**Text section:**
━━━━━━━━━━

NOT FOR PUBLICATION FILED
UNITED STATES COURT OF APPEALS JUN 27 2018
MOLLY C. DWYER, CLERK
U.S. COURT OF APPEALS
FOR THE NINTH CIRCUIT
NELSON A. CHUNG, No. 16-15310
Plaintiff-Appellant, D.C. No.
1:14-cv-00314-DKW-BMK
v.
CITY AND COUNTY OF HONOLULU, a MEMORANDUM*
municipal corporation; PAMELA
OKIHARA, Managing Employees;
ELIZABETH TSURUDA, Managing
Employees; JOHN DOES 1-56; JANE
DOES 1-56; DOE PARTNERSHIPS 1-56;
DOE CORPORATIONS 1-56; DOE
ENTITIES 1-56; DOE GOVERNMENTAL
UNITS 1-56,
Defendants-Appellees.
Appeal from the United States District Court
for the District of Hawaii
Derrick Kahala Watson, District Judge, Presiding
Argued and Submitted June 15, 2018
Honolulu, Hawaii
Before: TASHIMA, W. FLETCHER, and HURWITZ, Circuit Judges.
Nelson Chung appeals a summary judgment in favor of the City and County
*
This disposition is not appropriate for publication and is not precedent
except as provided by Ninth Circuit Rule 36-3.

━━━━━━━━━━

**Work to complete:** Continue the Ninth Circuit memorandum in Nelson Chung's appeal against the City and County of Honolulu from the point where it stops. The records have no connection to the court memorandum.

(Data drawn from a collection)
━━━━━━━━━━

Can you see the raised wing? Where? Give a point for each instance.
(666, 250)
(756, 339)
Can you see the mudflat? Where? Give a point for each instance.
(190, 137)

━━━━━━━━━━

**Output for this task:**
of Honolulu and various governmental employees (collectively, “the City”) on
Chung’s (1) Title VII discrimination, constructive discharge, and hostile work
environment claims; (2) Hawaii law discrimination, constructive discharge, and
unlawful work environment claims; and (3) 42 U.S.C. § 1983 claims. Reviewing
the summary judgment de novo, Szajer v. City of L.A., 632 F.3d 607, 610 (9th Cir.
2011), and the district court’s denial of Chung’s Rule 59(a) motion for
reconsideration for abuse of discretion, Smith v. Clark Cty. Sch. Dist., 727 F.3d 950,
954 (9th Cir. 2013), we affirm.
1. Title VII requires that charges be filed with the Equal Employment
Opportunity Commission (“EEOC”) no later than 300 days after the occurrence of
an alleged unlawful employment practice where, as here, the plaintiff pursues state
or local remedies first. 42 U.S.C. § 2000e-5(e)(1); EEOC v. Commercial Office
Prods. Co., 486 U.S. 107, 123–25 (1988). Chung filed charges with the EEOC on
May 8, 2012. Therefore, a Title VII claim about any employment practices
occurring before July 13, 2011 is time-barred.
A. Because Chung last worked in March 2008, his hostile work environment
claim accrued no later than that time and is thus time-barred. Although Chung
argues a “continuing violations” theory, he could not have suffered from a hostile
work environment after he stopped coming to work.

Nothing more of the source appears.